_RECORDS TO USE:_
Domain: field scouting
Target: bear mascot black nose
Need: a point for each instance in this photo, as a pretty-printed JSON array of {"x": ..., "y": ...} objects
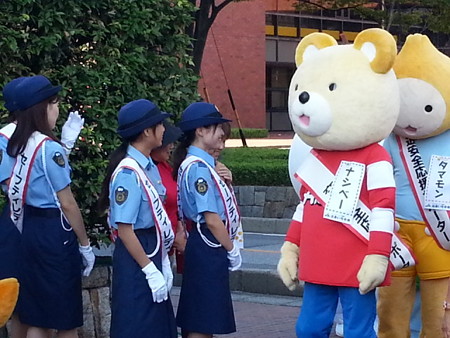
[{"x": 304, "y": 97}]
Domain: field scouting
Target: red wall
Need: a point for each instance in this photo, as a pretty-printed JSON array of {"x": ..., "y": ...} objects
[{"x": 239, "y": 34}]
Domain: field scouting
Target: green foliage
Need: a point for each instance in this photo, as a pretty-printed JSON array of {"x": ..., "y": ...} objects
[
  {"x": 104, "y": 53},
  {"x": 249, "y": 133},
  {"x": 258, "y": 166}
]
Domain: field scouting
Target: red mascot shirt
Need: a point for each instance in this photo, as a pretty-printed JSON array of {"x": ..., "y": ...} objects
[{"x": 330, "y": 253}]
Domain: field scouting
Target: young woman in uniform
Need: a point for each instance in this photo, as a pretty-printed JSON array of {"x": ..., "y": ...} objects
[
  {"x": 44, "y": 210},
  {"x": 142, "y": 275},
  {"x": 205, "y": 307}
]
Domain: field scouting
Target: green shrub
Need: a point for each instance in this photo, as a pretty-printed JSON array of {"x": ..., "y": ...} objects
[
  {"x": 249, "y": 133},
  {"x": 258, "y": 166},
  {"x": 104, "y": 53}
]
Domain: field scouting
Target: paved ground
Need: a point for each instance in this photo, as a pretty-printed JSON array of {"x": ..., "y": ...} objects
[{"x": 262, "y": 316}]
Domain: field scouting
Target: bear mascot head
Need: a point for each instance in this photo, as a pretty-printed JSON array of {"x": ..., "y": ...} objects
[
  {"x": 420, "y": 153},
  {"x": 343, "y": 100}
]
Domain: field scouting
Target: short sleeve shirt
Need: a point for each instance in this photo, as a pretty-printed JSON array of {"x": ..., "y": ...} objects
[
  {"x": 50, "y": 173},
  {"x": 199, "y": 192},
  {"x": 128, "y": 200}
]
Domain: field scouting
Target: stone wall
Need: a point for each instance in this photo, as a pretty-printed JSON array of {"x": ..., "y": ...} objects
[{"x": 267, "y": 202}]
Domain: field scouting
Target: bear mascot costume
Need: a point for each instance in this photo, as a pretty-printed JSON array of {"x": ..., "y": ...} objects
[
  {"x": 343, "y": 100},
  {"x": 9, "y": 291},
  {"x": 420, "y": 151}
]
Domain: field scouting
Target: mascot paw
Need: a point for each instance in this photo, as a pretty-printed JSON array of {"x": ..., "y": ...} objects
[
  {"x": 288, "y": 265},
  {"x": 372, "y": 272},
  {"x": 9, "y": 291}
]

--

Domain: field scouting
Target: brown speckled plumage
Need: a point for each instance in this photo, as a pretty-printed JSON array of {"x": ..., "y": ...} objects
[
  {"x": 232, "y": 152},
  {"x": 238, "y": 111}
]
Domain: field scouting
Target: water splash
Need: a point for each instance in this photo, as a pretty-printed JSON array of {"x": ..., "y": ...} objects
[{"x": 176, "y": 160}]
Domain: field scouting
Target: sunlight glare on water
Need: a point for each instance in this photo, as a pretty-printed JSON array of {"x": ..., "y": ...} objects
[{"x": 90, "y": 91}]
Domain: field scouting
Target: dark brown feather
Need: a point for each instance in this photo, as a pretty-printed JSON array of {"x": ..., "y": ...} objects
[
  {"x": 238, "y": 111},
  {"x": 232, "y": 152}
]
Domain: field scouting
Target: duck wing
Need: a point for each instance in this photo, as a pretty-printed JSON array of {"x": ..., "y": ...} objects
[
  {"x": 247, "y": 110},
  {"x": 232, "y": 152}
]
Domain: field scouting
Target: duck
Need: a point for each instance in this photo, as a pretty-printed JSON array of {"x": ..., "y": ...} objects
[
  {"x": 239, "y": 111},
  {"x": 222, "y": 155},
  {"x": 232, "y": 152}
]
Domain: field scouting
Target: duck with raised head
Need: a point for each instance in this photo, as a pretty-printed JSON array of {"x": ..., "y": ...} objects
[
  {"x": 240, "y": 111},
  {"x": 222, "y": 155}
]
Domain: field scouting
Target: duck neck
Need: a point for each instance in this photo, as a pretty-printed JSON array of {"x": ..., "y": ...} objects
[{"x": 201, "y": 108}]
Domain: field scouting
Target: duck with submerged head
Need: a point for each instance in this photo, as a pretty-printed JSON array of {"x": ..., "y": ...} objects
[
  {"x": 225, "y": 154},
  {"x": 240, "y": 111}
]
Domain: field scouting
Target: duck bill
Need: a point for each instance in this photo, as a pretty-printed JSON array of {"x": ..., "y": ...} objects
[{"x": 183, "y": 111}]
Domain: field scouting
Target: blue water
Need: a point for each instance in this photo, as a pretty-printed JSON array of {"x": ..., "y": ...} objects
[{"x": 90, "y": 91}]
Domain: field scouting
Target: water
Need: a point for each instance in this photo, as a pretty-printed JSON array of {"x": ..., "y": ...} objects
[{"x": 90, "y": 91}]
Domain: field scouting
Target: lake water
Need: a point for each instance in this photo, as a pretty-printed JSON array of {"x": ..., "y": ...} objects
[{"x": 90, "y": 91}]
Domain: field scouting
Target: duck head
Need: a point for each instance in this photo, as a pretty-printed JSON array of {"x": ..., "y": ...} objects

_PROBLEM:_ Give only the number of lines in the records that contain the word "with".

_RESPONSE BELOW:_ 2